[Region pointing data]
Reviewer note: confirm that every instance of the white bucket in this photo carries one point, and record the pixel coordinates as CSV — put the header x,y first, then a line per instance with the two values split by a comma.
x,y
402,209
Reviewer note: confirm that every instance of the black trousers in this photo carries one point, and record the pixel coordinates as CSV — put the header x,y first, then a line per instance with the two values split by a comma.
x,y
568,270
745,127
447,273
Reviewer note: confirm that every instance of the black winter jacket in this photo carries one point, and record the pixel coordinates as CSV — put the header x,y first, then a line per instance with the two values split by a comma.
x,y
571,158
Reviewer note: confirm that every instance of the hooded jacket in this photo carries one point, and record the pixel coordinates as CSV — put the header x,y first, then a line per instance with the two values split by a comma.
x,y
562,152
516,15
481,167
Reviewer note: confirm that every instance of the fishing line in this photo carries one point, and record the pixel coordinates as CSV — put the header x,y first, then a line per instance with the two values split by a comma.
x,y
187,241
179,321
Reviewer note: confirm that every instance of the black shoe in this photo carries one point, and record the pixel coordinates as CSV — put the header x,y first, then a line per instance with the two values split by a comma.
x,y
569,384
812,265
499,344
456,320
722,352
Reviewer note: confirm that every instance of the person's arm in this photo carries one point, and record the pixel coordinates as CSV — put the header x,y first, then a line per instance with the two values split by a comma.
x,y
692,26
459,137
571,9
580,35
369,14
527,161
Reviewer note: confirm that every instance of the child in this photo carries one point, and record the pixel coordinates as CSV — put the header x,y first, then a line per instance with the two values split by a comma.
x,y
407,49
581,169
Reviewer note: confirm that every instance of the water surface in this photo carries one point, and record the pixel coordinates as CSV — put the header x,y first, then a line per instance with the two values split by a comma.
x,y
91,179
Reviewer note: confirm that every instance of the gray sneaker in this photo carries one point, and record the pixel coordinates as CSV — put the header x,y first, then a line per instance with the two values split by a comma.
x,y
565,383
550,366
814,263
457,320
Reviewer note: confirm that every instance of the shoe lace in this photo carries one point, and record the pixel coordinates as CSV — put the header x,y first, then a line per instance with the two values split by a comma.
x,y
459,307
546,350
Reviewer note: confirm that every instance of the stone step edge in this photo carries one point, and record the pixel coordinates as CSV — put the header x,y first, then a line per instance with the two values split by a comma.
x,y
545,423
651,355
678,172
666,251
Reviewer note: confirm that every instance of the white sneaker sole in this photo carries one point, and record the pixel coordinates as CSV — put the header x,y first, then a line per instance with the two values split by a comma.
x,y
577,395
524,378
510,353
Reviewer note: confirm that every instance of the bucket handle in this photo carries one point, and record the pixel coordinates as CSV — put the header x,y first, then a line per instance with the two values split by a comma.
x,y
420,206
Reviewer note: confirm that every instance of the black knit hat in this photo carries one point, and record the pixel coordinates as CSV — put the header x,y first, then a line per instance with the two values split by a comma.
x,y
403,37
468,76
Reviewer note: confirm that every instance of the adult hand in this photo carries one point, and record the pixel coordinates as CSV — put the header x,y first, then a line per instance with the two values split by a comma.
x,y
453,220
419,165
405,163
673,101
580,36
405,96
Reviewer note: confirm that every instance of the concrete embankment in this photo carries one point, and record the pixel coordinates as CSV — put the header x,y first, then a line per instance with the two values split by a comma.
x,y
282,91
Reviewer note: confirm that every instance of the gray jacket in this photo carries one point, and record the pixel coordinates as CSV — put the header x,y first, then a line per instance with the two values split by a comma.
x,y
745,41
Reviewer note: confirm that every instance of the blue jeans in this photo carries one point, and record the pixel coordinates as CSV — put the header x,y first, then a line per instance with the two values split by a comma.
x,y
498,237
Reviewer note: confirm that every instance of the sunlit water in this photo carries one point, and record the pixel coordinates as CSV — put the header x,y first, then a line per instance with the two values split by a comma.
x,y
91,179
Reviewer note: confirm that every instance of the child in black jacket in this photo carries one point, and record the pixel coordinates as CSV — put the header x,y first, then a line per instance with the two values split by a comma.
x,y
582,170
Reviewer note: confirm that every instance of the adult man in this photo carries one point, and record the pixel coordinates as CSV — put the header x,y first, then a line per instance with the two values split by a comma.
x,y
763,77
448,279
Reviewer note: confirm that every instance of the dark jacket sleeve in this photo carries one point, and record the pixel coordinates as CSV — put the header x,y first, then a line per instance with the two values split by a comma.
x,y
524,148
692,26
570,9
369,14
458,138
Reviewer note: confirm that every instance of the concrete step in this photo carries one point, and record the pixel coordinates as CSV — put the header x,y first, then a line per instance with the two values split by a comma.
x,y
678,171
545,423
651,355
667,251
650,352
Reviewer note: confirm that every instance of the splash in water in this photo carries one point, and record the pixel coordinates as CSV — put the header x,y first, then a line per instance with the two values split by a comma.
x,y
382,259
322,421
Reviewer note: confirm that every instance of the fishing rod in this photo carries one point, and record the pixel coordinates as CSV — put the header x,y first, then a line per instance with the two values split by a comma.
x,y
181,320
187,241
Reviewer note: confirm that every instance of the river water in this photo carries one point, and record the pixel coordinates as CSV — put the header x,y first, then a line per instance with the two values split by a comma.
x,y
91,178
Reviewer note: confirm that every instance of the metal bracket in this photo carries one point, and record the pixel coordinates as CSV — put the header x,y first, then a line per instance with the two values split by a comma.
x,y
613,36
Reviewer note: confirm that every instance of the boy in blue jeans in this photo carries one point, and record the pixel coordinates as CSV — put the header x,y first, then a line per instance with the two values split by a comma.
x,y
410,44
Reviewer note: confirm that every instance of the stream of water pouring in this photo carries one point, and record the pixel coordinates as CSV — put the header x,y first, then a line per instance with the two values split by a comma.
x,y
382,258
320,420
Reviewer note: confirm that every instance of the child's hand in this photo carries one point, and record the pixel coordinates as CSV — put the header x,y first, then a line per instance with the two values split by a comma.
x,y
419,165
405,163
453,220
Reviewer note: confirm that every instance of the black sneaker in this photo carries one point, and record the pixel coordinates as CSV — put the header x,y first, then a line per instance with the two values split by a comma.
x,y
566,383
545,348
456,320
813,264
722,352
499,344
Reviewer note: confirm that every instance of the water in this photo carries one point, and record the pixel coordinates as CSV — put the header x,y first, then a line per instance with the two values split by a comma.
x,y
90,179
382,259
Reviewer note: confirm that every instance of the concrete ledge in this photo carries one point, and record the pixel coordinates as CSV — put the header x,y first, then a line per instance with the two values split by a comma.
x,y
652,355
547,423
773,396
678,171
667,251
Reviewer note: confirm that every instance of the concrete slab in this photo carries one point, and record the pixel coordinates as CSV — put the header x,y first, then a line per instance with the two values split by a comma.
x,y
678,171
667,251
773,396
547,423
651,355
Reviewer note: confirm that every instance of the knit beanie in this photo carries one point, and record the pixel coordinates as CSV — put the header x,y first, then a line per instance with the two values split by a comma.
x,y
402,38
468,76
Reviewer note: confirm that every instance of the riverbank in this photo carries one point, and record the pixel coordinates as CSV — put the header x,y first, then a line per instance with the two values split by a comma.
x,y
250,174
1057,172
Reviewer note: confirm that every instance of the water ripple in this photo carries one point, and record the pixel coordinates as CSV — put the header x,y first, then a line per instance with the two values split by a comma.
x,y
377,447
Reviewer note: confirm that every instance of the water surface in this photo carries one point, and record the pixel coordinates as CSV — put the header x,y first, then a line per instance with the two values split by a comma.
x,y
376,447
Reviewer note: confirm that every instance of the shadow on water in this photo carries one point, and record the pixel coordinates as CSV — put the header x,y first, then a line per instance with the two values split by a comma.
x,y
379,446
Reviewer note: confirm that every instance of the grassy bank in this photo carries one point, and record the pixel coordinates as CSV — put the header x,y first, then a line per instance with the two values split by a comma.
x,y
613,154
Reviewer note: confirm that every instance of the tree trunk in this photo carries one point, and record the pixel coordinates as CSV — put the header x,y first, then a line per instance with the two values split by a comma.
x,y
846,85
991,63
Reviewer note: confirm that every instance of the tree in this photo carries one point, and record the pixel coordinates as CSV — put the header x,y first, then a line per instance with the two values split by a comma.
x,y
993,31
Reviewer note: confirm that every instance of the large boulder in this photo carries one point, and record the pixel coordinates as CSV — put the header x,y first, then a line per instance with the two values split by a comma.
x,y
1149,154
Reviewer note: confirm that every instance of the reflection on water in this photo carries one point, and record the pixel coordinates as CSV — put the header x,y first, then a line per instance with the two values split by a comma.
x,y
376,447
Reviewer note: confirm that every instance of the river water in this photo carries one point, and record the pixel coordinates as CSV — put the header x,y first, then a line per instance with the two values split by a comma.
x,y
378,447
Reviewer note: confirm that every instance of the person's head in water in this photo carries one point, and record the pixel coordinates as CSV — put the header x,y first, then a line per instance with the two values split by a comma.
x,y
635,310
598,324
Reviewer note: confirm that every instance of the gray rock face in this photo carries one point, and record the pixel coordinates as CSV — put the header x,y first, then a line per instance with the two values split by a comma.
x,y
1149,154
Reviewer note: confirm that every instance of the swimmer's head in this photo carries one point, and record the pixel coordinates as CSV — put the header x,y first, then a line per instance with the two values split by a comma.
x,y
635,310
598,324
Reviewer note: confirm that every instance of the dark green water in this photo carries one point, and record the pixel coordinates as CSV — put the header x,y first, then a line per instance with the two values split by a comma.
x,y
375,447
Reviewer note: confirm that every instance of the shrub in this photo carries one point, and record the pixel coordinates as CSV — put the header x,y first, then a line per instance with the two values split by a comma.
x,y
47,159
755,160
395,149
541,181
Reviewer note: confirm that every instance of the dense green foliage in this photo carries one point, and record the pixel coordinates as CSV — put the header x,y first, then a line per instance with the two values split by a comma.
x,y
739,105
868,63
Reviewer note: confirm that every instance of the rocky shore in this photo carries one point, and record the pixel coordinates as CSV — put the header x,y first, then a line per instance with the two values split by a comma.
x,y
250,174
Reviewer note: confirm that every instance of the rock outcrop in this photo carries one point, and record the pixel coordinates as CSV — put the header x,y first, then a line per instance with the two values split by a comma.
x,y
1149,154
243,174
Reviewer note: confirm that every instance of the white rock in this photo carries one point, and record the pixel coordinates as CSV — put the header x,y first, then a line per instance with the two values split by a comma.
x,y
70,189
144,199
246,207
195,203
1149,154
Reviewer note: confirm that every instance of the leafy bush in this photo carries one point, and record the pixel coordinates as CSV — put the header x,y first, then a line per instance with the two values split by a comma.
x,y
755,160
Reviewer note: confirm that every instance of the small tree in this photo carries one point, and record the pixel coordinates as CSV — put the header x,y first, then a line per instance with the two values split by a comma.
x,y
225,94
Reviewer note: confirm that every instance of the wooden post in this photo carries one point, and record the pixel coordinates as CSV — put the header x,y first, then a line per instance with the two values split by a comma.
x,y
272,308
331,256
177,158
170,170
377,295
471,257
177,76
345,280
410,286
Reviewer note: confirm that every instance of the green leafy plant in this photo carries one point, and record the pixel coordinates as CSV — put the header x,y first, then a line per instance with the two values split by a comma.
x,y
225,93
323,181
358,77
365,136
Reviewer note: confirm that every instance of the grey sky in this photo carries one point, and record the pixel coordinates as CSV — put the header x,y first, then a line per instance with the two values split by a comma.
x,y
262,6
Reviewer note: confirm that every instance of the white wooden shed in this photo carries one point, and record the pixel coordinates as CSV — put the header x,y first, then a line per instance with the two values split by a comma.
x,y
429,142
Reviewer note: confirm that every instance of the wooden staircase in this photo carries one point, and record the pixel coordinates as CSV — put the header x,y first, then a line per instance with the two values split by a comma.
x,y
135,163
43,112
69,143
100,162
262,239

◆ ABOUT THIS TASK ◆
Return word for word the line with "Reviewer note: confirm that every instance of the white wooden" and every line after it through the end of the records above.

◆ RESPONSE AREA ◆
Reviewer note: confirm that every instance of the white wooden shed in this photo carries one point, and record the pixel coordinates as CSV — put the header x,y first, then a line per instance with the two values split by a comma.
x,y
429,142
Reviewer note: confirm that every instance of the wooden staircase in this photo carries one point, and record the pixel coordinates as CSV — put the header x,y first, then a line per instance with the two values split by a comma.
x,y
135,163
43,112
69,143
100,162
262,239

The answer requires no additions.